▸ What is needed:
Rewrite the passage on Kenya's seed laws from "For decades, Kenyan" up to and including "and food sovereignty.", changing "food sovereignty" to "seed sovereignty".

▸ Passage for review:

★ ★ ★

For decades, Kenyan farmers have sustained their communities and food systems through traditional seed practices—saving, sharing, and exchanging seeds adapted to local climates and communities. But recent laws governing seeds have undermined those practices, favouring corporate seed systems and damaging farmer autonomy, biodiversity, and food sovereignty.
1. From Tradition to Punishment: The Legal Shift
At the centre of the controversy is the Seeds and Plant Varieties Act (Cap. 326), originally enacted in 1972 and amended multiple times, with major changes in 2012 and thereafter. Under its provisions, farmers risked fines of up to KSh 1 million or two years in prison for saving, selling, or sharing seeds that were not formally certified under the law.
These are practices that have sustained African agriculture for generations—especially among smallholder farmers who make up the backbone of Kenya’s agricultural sector. Informal seed systems supply a large majority of the seeds used in Kenyan food production, yet the law treated them as illegal unless they passed expensive certification procedures.
2. Favoring Corporations Over Communities
Critics argue that the law essentially privileges large multinational seed companies and commercial breeders by enforcing intellectual property protections over genetically diverse, locally developed seeds.
Under sections introduced in later amendments:
- Breeders hold exclusive rights over protected varieties, including control over seeds derived from them.
- Selling or displaying seed that is not certified—even if locally adapted and effective—is prohibited.
- Only registered seed merchants can legally import, process, sell, or market seeds.

★ ★ ★

▸ Records supplied:
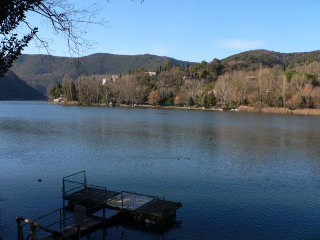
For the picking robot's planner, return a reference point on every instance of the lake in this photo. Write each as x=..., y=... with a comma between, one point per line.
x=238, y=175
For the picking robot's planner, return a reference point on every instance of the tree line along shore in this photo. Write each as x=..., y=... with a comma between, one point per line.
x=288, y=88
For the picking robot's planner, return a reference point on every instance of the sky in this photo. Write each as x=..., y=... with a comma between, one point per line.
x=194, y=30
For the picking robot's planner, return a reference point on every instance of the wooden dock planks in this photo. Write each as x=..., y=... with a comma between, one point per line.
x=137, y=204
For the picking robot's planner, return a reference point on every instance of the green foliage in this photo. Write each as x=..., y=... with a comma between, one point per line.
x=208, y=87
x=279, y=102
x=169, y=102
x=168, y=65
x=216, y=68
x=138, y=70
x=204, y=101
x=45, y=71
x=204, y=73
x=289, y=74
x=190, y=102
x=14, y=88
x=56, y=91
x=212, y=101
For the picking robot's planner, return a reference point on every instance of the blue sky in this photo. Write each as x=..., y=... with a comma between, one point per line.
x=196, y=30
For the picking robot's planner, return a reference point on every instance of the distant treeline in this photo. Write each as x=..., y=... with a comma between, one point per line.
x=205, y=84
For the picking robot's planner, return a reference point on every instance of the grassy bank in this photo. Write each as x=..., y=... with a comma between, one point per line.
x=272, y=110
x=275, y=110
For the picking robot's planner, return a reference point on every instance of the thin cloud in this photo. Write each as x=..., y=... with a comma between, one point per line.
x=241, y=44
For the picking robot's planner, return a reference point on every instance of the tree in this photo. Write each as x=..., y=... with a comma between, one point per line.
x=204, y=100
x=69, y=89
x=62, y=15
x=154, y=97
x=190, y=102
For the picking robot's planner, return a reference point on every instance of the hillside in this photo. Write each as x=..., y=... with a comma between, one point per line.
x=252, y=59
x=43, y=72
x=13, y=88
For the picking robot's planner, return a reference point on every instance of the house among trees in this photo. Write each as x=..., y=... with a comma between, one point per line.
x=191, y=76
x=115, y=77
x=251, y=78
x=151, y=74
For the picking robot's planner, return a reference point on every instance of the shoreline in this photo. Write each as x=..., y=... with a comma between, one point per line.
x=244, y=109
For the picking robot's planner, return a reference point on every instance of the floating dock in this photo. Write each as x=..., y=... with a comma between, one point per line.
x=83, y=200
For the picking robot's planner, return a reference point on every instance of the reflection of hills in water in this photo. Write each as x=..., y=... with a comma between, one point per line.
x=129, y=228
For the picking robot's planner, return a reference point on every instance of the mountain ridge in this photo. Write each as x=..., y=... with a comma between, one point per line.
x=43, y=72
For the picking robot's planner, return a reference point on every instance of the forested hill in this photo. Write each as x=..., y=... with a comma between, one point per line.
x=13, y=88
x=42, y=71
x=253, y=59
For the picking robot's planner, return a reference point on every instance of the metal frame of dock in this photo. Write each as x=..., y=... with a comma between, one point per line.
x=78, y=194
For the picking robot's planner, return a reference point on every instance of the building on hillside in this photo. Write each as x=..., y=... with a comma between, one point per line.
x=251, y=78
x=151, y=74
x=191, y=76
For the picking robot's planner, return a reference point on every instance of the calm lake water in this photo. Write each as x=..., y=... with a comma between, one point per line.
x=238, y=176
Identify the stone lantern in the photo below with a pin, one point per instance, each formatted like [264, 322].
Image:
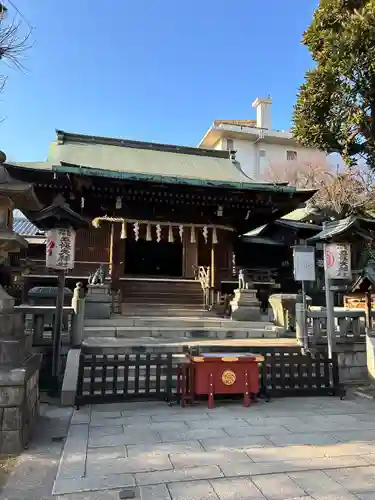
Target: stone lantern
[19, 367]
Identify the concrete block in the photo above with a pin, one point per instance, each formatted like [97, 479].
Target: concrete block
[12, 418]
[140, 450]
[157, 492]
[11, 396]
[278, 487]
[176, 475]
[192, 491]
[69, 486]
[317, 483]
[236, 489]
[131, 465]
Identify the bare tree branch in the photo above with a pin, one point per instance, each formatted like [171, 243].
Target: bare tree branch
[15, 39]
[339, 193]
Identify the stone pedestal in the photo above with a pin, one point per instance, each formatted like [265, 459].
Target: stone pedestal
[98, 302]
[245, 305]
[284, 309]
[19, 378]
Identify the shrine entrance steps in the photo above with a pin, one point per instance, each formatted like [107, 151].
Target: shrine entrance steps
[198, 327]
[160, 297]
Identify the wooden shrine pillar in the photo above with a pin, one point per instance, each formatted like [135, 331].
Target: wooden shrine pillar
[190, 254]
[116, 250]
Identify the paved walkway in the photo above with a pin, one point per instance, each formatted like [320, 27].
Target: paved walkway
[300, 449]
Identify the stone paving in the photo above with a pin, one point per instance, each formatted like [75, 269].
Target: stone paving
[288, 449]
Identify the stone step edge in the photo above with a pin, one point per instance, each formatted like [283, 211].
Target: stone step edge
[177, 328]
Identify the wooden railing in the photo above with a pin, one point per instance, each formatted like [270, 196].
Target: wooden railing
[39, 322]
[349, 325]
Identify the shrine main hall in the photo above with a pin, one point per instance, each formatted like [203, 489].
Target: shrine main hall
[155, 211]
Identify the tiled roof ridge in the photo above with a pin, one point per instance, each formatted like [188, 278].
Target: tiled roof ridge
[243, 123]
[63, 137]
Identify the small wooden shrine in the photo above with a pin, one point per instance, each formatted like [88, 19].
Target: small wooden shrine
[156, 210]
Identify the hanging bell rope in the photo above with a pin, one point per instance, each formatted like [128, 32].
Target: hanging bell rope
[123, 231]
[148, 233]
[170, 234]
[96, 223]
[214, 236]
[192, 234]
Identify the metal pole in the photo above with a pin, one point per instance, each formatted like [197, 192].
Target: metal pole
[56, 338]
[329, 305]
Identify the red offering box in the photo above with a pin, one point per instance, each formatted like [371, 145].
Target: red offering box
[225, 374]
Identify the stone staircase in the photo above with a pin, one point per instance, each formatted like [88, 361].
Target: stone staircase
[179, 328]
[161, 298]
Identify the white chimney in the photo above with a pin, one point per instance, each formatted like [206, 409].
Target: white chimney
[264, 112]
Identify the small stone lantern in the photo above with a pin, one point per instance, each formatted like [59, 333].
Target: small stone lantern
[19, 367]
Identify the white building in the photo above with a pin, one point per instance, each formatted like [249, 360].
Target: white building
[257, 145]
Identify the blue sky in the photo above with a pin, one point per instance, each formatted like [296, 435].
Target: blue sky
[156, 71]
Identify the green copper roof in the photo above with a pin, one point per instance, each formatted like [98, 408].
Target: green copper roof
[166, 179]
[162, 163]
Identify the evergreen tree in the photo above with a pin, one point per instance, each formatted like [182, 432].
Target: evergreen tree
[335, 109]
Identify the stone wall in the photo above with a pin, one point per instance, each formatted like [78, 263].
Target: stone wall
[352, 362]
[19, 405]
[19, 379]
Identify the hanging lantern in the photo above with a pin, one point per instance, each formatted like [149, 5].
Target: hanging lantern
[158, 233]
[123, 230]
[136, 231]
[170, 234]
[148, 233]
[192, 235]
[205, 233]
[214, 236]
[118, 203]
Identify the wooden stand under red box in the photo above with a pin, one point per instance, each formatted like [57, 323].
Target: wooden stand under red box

★ ★ ★

▸ Answer section:
For decades, Kenyan farmers have sustained their communities and food systems through traditional seed practices—saving, sharing, and exchanging seeds adapted to local climates and communities. But recent laws governing seeds have undermined those practices, favouring corporate seed systems and damaging farmer autonomy, biodiversity, and seed sovereignty.